- _DOCUMENT SEGMENT_
****
A number of image processing functions let you change the values of pixels across a bitmap (or a region in the bitmap) using various algorithms and filters. You might do this to improve the appearance of the image, to analyze details in the image, or to apply artistic effects. The following topics provide details:

Changing Brightness and Contrast

Removing Noise

Detecting and Enhancing Edges and Lines

Applying Artistic Effects

Correcting Colors

Adding Another Image to a Bitmap

The L_CombineBitmap function lets you add all or part of another bitmap to the target bitmap. You can pass flags to control whether the new pixels simply replace the old ones or are combined with the old ones in a specified way. You can also define regions in either or both of the bitmaps, and if you do, the function affects only the intersection of the regions. The L_CombineBitmapExt extends the capabilities of the L_CombineBitmap function by letting the user combine bitmaps of different bits per pixel and specify which color planes to use when combining the bitmaps. For information about regions, refer to Defining and Using a Bitmap Region.

Source and destination bitmaps may be combined by warping all or part of a source bitmap into part of a destination bitmap. To combine images in this manner, use L_CombineBitmapWarp.
****
- _MATERIAL SHOWN_
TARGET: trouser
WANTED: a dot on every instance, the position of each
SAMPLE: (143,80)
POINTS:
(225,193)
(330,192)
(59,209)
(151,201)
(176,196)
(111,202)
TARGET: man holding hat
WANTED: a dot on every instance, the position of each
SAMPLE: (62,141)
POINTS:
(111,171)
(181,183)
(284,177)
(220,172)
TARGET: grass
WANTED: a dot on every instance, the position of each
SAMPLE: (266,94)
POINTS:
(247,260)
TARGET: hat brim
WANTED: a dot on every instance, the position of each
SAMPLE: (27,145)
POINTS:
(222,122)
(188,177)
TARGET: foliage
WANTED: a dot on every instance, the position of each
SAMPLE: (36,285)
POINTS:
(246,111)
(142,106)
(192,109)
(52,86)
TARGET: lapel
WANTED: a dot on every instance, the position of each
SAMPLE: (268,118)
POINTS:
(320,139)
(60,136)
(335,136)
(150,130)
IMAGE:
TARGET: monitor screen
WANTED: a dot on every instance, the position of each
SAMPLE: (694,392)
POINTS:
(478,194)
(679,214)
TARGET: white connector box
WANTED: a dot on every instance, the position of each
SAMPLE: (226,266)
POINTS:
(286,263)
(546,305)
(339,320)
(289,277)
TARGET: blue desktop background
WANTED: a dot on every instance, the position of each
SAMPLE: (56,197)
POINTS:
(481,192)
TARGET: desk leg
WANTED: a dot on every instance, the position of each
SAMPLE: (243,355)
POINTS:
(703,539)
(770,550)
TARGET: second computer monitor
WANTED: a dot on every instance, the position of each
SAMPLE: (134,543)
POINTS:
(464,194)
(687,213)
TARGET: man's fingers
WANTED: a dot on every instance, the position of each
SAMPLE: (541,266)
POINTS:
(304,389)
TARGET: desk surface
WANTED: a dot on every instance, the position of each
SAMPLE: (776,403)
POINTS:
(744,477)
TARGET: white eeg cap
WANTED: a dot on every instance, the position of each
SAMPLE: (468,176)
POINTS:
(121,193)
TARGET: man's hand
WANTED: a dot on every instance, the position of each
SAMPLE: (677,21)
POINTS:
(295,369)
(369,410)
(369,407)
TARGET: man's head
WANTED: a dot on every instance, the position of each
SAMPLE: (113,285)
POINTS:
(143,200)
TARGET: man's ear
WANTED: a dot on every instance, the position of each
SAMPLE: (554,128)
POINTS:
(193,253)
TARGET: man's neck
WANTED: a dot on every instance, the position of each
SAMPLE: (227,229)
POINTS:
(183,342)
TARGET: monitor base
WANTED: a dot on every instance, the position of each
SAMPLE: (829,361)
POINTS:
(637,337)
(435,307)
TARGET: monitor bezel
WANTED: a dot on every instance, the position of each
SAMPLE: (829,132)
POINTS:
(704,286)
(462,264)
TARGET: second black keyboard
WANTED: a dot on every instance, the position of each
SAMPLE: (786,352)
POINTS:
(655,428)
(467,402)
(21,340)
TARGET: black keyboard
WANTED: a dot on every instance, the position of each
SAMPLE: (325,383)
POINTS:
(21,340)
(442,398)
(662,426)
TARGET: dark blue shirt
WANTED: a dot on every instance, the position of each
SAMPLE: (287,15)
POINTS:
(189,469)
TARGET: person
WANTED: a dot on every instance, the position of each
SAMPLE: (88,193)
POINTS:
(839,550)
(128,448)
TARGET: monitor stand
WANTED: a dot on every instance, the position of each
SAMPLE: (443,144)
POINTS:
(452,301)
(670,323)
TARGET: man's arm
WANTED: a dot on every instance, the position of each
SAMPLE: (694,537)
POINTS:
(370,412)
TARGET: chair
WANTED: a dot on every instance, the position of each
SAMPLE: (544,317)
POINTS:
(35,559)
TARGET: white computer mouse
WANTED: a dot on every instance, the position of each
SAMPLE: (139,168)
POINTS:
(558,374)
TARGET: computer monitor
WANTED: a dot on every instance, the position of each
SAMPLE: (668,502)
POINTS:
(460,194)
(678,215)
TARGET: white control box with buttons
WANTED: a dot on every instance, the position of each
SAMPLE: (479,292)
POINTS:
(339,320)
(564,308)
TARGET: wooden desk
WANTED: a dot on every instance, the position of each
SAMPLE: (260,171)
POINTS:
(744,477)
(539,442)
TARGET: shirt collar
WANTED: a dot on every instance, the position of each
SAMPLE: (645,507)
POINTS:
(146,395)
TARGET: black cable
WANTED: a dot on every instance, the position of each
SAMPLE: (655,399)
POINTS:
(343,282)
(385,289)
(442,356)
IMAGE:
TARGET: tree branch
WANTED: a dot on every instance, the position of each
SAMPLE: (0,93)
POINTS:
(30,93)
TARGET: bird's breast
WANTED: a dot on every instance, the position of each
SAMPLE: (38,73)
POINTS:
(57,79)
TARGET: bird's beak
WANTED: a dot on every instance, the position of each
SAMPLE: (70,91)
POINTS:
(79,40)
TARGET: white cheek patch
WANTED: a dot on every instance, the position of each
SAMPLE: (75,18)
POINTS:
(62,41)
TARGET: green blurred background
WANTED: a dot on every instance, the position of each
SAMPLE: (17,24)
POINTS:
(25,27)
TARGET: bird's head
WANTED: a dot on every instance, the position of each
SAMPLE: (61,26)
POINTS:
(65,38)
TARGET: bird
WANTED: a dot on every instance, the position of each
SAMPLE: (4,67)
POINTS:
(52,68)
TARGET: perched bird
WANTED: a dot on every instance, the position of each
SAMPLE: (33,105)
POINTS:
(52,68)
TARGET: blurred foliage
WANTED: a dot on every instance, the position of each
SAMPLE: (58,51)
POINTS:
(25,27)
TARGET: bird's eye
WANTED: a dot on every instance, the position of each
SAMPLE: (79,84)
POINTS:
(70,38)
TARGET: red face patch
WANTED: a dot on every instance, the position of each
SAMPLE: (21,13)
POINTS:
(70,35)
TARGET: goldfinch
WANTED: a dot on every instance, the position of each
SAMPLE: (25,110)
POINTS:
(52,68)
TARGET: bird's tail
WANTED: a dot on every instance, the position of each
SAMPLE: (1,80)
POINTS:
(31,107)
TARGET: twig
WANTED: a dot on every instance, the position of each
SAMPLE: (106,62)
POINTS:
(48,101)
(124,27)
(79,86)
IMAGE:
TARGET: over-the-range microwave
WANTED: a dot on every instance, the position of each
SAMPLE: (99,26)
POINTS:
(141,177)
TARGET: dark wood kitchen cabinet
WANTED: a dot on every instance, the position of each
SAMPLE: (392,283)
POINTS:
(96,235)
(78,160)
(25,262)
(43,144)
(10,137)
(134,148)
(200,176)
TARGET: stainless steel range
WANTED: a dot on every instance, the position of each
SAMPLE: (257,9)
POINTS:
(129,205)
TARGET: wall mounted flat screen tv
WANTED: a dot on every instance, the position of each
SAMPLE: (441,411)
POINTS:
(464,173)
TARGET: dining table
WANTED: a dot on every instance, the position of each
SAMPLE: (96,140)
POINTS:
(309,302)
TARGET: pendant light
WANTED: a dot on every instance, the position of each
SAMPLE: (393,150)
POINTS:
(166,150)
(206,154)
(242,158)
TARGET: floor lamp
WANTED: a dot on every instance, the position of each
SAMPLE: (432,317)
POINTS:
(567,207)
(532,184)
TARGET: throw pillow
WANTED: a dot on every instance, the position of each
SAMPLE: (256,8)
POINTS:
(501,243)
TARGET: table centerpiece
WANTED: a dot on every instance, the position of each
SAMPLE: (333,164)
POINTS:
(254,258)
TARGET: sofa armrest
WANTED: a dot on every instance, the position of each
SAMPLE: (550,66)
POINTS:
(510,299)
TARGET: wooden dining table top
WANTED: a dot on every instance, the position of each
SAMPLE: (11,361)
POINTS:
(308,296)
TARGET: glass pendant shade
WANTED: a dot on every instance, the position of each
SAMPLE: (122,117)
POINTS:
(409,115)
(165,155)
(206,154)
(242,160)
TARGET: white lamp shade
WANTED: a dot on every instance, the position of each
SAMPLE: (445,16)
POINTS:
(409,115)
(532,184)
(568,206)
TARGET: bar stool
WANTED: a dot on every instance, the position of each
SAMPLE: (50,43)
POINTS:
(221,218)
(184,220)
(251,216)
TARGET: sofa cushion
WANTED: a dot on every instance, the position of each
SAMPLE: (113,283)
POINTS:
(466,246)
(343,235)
****
- _WHAT IS REQUIRED_
Rewrite the image processing text between "Detecting and Enhancing" and "a Bitmap Region.", inclusive, putting "overlap" in place of "intersection".

- _SOLUTION TO THE EXERCISE_
Detecting and Enhancing Edges and Lines

Applying Artistic Effects

Correcting Colors

Adding Another Image to a Bitmap

The L_CombineBitmap function lets you add all or part of another bitmap to the target bitmap. You can pass flags to control whether the new pixels simply replace the old ones or are combined with the old ones in a specified way. You can also define regions in either or both of the bitmaps, and if you do, the function affects only the overlap of the regions. The L_CombineBitmapExt extends the capabilities of the L_CombineBitmap function by letting the user combine bitmaps of different bits per pixel and specify which color planes to use when combining the bitmaps. For information about regions, refer to Defining and Using a Bitmap Region.